▶ Document extract:
--- begin ---
The mandates are still very young and few, hence the sample is still small; and there are many potential artifacts, including selective noncompliance with the mandate as well as disciplinary bias. But the preliminary results so far suggest that (1) QA is indeed > 0, and (2) QA > QB.

[I am sure that we will now have a second round from die-hards who will want to argue for a selective-compliance effect, as a 2nd-order last gasp for the QB-only hypothesis, but of course that loses all credibility as IRs approach 100% compliance: We are analyzing our mandated IRs separately now, to see whether we can detect any trends correlated with an IR's %OA. But (except for the die-hards, who will never die), I think even this early sample already shows that the OA advantage is unlikely to be only or mostly a QB effect.]

HM: "3. Productive versus less productive authors. My analysis of differences in Citation Impact differentials between productive and less productive authors may seem "a little complicated". My point is that if one selects from a set of papers deposited in ArXiv a paper authored by a junior (or less productive) scientist, the probability that this paper is co-authored by a senior (or more productive) author is higher than it is for a paper authored by a junior scientist but not deposited in ArXiv. Next, I found that papers co-authored by both productive and less productive authors tend to have a higher citation impact than articles authored solely by less productive authors, regardless of whether these papers were deposited in ArXiv or not. These outcomes lead me to the conclusion that the observed higher CID for less productive authors compared to that of productive authors can be interpreted as a quality bias."

It still sounds a bit complicated, but I think what you mean is that (1) mixed multi-author papers (ML, with M = More productive authors, L = less productive authors) are more likely to be cited than unmixed multi-author (LL) papers with the same number of authors, and that (2) such ML papers are also more likely to be self-archived. (Presumably MM papers are the most cited and most self-archived of multi-author papers.)
--- end ---
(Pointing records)
--- begin ---
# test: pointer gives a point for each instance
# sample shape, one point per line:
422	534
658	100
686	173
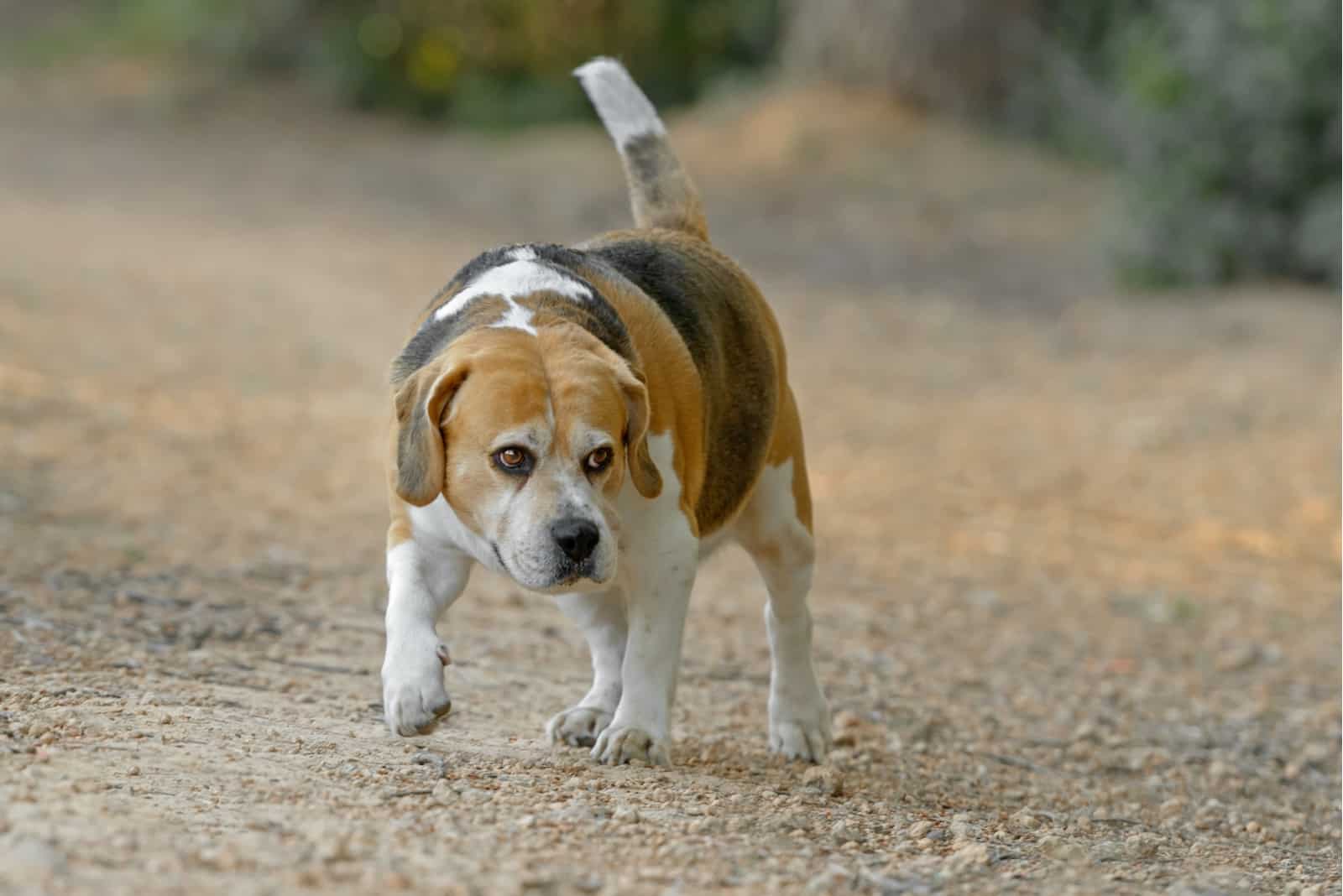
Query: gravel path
1079	598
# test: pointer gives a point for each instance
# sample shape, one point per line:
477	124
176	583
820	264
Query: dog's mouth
567	573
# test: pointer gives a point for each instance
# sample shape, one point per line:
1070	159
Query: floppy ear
420	445
644	472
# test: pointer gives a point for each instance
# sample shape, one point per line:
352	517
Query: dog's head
530	439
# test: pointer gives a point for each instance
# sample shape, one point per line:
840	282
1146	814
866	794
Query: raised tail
661	192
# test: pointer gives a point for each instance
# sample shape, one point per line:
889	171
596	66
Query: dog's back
712	304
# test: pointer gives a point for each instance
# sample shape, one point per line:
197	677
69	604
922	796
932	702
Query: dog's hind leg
776	530
602	620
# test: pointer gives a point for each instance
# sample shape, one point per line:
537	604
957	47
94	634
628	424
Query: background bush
480	62
1231	154
1221	116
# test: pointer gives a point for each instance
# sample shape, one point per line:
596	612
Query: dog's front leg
657	600
421	584
601	617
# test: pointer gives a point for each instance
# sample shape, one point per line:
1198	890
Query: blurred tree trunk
951	55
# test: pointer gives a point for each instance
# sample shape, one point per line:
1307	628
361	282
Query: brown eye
598	461
514	461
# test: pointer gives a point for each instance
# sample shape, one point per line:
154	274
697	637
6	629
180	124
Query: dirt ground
1078	608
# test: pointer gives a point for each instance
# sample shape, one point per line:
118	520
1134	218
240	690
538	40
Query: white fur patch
619	102
438	524
520	277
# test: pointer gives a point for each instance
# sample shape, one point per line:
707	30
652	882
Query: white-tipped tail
661	192
624	107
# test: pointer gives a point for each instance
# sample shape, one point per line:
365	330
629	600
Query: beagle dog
593	421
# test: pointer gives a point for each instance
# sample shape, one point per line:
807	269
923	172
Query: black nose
575	537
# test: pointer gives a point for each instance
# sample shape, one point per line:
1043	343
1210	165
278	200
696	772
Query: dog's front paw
624	743
577	726
414	698
801	728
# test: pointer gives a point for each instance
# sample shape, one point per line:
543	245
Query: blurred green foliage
1232	169
480	62
1224	121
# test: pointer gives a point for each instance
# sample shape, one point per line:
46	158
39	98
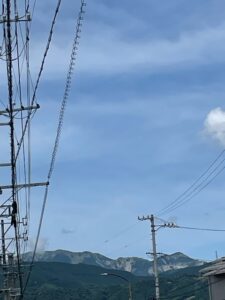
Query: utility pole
154	253
155	266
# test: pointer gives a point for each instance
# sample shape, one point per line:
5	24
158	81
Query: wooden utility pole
155	266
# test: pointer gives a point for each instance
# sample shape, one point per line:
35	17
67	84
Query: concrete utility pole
155	268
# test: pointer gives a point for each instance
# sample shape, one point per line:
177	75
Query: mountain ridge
135	265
--- end ---
▶ Given problem A:
In the open access excerpt, what did HM find about the citation impact of papers co-authored by both productive and less productive authors?
▶ Given problem B:
Continue the open access excerpt from the end of its last sentence.

▶ Task response A:
They tend to have a higher citation impact than articles authored solely by less productive authors, whether or not the papers were deposited in ArXiv.

▶ Task response B:
That still sounds to me like a variant on the citation/self-archiving correlation, and hence intepretable as either QA or QB or both. (Chawki Hajjem has also found that citation counts are positively correlated with the number of authors an article has: this could either be a self-citation bias or evidence that multi-authored paper tend to be better ones.)

HM: "4. General comments. In the citation analysis by Kurtz et al. (2005), both the citation and target universe contain a set of 7 core journals in astronomy. They explain their finding of no apparent OA effect in his study of these journals by postulating that "essentially all astronomers have access to the core journals through existing channels". In my study the target set consists of a limited number of core journals in condensed matter physics, but the citation universe is as large as the total Web of Science database, including also a number of more peripherical journals in the field. Therefore, my result is stronger than that obtained by Kurtz at al.: even in this much wider citation universe, I do not find evidence for an OA advantage effect."

I agree that CondMP is less preprint-intensive, less accessible and less endogamous than Astrophysics, but it is still a good deal more preprint-intensive and accessible than most fields (and I don't yet know what role the exogamy/enodgamy factor plays in either citations or the OAA: it will be interesting to study, among many other candidate metrics, once the entire literature is OA).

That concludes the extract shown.